# 課題
本文をもとに、次の問いに答えてください。
1. 「ホントの感情で作品の中に存在できた」ことを、斎藤さんは何だと言っているか。
2. オーディションは、どこをどうつないで行われたか。
3. エリックはほぼ何テイクで撮っていくか。

感情は通っていたか、感情の部分で嘘がないか。それが大切だった
本作に関して、「ホントの感情で作品の中に存在できた」という斎藤さん。それができたことを斎藤さんは、エリック・クーの魔法だと言います。
「オーディションは、日本とシンガポールをスカイプでつないで行われたのですが、そこでお芝居をしたわけでもなく、普通に会話をしたんです。恐らく彼は、何かを感じるか否かを見ていたのかなと。現場の作り方も同じで、エリックはほぼ1テイクで撮っていくんです。その中で何を確認するかというと、感情が通っていたか。本人的に感情の部分で嘘がなかったと感じているんだったら次のシーンにいくけど、という確認をいつもしてくれて。彼が優先するところは、見えない心の動き。外に見えるものも大切ですけど、それがどこから発生しているか、その人自身の衝動みたいなものを切り取るんです」

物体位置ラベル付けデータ
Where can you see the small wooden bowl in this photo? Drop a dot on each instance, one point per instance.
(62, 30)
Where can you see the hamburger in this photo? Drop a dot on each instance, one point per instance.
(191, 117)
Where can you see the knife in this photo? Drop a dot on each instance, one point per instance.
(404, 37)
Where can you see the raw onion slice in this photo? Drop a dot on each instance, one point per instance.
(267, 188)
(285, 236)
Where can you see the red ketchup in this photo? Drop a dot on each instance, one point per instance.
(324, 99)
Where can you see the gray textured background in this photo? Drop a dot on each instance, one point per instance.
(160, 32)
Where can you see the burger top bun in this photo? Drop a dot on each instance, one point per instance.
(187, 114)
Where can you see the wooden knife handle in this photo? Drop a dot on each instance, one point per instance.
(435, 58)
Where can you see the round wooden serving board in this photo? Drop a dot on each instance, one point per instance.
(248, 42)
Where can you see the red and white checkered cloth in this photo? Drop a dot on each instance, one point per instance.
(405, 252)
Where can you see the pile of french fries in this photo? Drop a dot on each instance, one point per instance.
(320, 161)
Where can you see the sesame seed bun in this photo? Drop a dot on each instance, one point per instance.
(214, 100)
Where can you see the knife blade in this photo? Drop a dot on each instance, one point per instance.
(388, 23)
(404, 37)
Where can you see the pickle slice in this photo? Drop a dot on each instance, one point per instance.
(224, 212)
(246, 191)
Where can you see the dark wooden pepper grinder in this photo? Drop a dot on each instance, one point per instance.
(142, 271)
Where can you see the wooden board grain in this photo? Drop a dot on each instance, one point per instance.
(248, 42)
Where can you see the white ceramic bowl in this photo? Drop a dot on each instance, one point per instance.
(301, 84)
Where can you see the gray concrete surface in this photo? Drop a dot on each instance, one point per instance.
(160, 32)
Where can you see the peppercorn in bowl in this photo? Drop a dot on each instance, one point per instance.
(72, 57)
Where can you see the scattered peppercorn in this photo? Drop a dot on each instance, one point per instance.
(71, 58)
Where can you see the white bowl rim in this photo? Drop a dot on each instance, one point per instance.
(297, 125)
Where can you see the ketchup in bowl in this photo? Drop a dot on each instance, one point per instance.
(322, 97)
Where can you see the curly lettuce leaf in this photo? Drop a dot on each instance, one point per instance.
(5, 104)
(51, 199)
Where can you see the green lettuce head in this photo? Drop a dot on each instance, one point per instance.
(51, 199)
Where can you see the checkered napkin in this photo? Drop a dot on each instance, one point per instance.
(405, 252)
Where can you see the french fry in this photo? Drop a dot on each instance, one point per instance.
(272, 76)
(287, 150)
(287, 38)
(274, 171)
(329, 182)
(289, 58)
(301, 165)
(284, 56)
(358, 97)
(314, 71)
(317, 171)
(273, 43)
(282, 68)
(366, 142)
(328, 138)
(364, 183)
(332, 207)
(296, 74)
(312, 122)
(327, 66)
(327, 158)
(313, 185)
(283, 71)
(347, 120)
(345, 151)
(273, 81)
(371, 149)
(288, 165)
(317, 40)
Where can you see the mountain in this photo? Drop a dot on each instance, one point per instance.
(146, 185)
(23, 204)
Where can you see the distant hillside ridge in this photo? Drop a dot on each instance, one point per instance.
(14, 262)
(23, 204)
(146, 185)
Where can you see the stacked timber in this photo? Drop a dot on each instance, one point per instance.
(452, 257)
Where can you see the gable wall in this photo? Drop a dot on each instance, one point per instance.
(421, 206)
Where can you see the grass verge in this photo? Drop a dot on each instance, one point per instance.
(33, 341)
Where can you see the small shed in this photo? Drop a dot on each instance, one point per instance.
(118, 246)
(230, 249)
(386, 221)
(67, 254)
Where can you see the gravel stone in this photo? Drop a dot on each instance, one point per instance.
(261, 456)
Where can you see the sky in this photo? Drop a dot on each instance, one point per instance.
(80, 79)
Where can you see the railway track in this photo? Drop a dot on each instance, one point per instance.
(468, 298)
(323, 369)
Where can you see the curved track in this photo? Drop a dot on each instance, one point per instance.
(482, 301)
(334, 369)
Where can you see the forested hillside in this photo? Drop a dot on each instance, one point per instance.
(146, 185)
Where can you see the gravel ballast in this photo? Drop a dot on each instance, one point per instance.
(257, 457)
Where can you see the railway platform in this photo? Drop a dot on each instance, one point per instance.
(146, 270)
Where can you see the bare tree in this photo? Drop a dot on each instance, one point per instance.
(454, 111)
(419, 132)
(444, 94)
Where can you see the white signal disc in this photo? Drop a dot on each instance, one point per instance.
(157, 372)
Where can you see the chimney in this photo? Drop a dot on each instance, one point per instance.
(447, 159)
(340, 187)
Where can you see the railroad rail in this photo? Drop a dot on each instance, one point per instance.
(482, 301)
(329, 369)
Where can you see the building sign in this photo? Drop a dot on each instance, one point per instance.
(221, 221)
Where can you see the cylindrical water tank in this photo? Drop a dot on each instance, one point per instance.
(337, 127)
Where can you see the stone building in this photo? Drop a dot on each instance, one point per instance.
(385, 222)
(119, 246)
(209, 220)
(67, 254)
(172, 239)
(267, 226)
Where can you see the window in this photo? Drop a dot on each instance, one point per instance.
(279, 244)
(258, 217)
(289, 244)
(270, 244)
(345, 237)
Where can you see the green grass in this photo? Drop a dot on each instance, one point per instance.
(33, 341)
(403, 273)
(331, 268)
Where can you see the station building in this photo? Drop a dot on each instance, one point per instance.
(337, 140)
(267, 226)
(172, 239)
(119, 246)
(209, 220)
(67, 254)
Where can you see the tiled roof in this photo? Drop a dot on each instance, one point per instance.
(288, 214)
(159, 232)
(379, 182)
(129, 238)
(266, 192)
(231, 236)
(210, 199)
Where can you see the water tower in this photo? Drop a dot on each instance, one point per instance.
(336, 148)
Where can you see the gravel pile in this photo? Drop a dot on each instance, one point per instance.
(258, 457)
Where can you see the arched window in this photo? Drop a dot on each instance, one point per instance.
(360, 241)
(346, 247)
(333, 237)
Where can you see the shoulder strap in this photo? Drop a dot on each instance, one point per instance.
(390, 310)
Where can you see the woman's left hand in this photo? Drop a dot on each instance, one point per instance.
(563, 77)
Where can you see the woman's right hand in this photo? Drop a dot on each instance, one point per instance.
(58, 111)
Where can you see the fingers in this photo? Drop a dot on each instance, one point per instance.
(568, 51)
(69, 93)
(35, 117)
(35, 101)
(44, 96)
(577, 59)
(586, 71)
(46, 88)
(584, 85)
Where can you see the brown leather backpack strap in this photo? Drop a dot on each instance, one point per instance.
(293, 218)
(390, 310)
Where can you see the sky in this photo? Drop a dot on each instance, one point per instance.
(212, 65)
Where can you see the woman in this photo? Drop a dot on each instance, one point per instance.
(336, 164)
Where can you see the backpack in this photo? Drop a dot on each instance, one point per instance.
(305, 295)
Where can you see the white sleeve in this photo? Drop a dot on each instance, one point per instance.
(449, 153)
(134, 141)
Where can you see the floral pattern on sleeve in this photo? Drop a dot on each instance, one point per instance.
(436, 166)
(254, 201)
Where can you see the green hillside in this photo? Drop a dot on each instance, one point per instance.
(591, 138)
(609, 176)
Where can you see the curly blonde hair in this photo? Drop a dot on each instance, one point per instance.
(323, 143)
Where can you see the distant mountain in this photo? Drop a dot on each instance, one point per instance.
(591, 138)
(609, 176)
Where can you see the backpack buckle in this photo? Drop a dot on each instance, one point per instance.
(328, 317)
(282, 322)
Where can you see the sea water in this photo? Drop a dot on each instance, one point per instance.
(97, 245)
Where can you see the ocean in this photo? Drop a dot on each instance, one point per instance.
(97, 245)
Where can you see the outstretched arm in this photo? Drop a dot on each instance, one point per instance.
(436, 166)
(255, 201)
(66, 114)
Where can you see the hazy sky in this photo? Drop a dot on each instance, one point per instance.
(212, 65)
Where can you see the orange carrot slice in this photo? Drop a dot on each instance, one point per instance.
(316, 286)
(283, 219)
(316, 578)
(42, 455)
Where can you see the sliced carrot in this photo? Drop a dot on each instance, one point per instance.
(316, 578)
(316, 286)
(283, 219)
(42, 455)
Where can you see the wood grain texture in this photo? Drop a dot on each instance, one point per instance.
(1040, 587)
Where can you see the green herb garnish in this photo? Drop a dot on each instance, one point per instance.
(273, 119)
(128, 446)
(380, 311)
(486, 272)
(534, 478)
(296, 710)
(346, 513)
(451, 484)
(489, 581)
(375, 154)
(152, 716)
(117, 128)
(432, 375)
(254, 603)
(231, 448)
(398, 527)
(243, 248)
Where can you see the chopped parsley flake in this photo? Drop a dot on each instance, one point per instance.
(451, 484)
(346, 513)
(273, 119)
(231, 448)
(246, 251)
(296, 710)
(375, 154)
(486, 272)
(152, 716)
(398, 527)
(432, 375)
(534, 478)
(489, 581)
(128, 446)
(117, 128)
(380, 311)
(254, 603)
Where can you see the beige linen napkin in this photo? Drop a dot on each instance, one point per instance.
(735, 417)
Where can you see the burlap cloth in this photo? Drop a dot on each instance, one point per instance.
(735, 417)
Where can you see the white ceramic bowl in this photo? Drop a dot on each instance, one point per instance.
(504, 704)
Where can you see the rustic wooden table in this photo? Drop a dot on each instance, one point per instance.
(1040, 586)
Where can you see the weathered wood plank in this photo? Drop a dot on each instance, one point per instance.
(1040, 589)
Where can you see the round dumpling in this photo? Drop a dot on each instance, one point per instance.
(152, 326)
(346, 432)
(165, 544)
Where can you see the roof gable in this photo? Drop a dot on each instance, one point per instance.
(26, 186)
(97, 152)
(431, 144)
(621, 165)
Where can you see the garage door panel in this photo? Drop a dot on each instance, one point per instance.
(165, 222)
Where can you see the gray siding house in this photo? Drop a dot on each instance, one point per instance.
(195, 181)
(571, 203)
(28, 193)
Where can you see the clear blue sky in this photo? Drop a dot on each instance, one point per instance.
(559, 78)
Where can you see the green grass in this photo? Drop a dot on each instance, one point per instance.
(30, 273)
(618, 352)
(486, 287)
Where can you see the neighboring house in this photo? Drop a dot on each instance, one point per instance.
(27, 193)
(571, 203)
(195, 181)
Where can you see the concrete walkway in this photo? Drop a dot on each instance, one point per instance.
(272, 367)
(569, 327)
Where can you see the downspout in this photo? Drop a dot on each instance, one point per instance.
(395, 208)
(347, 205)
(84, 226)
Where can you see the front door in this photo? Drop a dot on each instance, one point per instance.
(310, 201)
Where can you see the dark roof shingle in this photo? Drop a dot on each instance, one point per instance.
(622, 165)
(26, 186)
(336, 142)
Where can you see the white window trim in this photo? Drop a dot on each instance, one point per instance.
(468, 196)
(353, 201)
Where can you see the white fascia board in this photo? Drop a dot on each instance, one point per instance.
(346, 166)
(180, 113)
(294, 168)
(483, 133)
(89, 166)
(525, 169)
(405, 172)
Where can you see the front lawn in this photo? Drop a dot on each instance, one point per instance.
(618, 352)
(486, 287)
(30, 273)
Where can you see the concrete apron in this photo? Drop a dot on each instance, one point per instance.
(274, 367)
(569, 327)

# 解答
1. エリック・クーの魔法
2. 日本とシンガポールをスカイプでつないで行われた。
3. ほぼ1テイク